> _Task brief_: The records below must be duplicated exactly, character for character.

● ● ● ● ● ● ●

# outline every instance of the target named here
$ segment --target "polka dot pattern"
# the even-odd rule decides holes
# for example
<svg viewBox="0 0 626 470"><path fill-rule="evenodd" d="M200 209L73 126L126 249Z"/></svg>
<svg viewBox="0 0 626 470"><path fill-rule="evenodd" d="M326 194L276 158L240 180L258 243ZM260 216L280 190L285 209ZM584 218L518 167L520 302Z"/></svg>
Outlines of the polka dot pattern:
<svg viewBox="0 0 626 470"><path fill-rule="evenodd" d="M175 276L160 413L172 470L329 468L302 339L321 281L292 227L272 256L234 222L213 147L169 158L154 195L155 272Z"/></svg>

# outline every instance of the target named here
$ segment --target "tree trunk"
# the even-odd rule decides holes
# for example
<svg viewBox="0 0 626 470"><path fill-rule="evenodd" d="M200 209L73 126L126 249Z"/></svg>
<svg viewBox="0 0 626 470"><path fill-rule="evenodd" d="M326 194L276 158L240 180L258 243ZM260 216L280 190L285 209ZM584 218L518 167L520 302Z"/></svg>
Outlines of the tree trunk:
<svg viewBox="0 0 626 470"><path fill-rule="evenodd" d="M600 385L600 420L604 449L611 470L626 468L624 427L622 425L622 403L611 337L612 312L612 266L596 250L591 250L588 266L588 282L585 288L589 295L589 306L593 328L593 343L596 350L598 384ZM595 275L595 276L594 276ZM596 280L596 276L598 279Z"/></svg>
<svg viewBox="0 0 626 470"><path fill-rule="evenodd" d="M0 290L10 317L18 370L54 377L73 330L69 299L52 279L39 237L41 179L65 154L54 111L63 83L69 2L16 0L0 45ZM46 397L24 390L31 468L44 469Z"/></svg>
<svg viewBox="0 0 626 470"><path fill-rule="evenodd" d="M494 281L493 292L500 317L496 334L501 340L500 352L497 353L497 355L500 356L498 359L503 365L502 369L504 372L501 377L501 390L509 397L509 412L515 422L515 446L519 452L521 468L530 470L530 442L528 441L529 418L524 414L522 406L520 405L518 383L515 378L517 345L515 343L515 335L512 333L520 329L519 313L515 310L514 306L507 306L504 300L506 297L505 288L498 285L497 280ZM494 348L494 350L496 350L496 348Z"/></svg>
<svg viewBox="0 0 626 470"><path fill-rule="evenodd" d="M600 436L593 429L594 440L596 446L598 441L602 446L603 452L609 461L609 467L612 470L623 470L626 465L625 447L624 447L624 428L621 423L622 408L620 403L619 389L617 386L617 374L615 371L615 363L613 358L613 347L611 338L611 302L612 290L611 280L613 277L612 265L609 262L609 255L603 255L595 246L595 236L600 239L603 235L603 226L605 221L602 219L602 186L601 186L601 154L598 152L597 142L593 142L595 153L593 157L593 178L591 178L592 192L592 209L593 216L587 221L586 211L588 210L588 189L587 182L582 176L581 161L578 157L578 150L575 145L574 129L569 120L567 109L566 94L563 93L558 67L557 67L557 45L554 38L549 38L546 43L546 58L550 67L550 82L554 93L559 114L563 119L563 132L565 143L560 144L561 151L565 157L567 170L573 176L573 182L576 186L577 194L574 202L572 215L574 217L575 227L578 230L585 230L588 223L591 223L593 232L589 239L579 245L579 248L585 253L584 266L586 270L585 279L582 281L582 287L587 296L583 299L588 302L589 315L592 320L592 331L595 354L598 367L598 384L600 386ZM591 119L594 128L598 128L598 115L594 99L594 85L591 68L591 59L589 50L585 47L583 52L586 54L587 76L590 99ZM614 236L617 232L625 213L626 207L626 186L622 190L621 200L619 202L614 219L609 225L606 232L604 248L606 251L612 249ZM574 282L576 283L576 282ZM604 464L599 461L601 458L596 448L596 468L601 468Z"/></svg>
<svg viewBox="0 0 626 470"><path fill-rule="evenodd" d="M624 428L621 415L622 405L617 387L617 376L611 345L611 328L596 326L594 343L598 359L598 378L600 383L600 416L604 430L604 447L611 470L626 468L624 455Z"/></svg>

● ● ● ● ● ● ●

> _Task output_:
# outline every instance of the target named here
$ segment --target "polka dot pattern"
# the even-odd rule decides holes
# for example
<svg viewBox="0 0 626 470"><path fill-rule="evenodd" d="M200 209L73 126L126 249Z"/></svg>
<svg viewBox="0 0 626 470"><path fill-rule="evenodd" d="M326 194L276 158L240 180L258 243ZM260 216L280 190L285 209ZM584 218L518 167L520 302Z"/></svg>
Outlines of the polka dot pattern:
<svg viewBox="0 0 626 470"><path fill-rule="evenodd" d="M175 276L160 413L172 470L329 468L302 339L321 281L292 227L272 256L234 222L213 147L169 158L154 195L155 272Z"/></svg>

# outline every instance of the target named here
$ segment --target "tree trunk"
# the even-odd rule decides holes
# for example
<svg viewBox="0 0 626 470"><path fill-rule="evenodd" d="M200 209L73 126L126 249Z"/></svg>
<svg viewBox="0 0 626 470"><path fill-rule="evenodd" d="M326 194L276 158L240 180L258 243ZM260 216L280 190L285 209ZM584 218L518 167L520 302Z"/></svg>
Outlines of the tree trunk:
<svg viewBox="0 0 626 470"><path fill-rule="evenodd" d="M600 385L600 420L604 449L611 470L626 468L624 427L622 425L622 403L611 337L612 312L612 266L596 250L591 250L588 266L588 282L585 288L589 295L589 306L593 328L593 343L596 350L598 384ZM595 275L595 276L594 276ZM596 280L596 276L598 279Z"/></svg>
<svg viewBox="0 0 626 470"><path fill-rule="evenodd" d="M0 290L10 317L18 370L54 377L73 330L69 299L52 279L39 237L41 179L65 154L54 111L63 83L69 2L16 0L0 45ZM46 397L24 390L31 468L44 469Z"/></svg>
<svg viewBox="0 0 626 470"><path fill-rule="evenodd" d="M494 281L493 292L500 317L496 334L501 340L500 352L497 353L497 355L500 356L498 359L503 365L502 369L504 372L501 377L501 390L509 397L509 412L515 422L515 446L519 452L521 468L530 470L530 442L528 441L529 418L524 414L522 406L520 405L518 383L515 378L517 345L515 343L515 335L512 333L520 329L519 313L515 310L514 306L507 306L504 300L506 297L505 288L498 285L497 280ZM494 348L494 350L496 350L496 348Z"/></svg>
<svg viewBox="0 0 626 470"><path fill-rule="evenodd" d="M600 436L593 429L594 440L596 446L598 441L602 446L603 452L609 461L609 467L612 470L623 470L626 465L625 447L624 447L624 428L621 423L622 408L620 403L619 389L617 386L617 374L615 371L615 363L613 358L613 347L611 338L611 302L612 290L611 280L613 277L612 265L609 262L609 255L603 255L595 246L595 236L600 239L603 235L603 226L605 221L602 219L602 186L601 186L601 154L598 152L597 142L593 142L595 153L593 157L593 178L591 178L592 192L592 209L593 216L587 221L586 211L588 210L588 189L587 182L582 176L581 161L578 157L578 150L575 145L574 129L569 120L567 109L566 94L563 93L558 67L557 67L557 45L554 38L549 38L546 43L546 58L550 67L550 82L554 93L559 114L563 119L563 132L565 143L560 144L561 151L565 157L567 170L573 176L573 182L576 186L577 194L574 202L572 215L574 217L575 227L578 230L585 230L588 223L591 223L593 232L589 239L579 245L579 248L585 253L584 266L586 270L585 279L582 281L582 287L587 296L583 299L588 302L589 315L592 320L592 331L595 354L598 367L598 384L600 386ZM591 119L594 128L598 128L598 115L594 99L594 85L591 68L591 59L589 50L585 47L583 52L586 54L587 76L590 99ZM614 236L617 232L625 213L626 207L626 186L622 190L621 200L619 202L614 219L609 225L606 232L604 248L606 251L612 249ZM574 282L576 283L576 282ZM604 464L599 461L601 458L596 448L596 468L601 468Z"/></svg>
<svg viewBox="0 0 626 470"><path fill-rule="evenodd" d="M624 428L621 415L622 405L617 387L617 376L611 345L611 328L596 326L594 343L598 359L598 378L600 383L600 416L604 430L604 447L611 470L626 468L624 455Z"/></svg>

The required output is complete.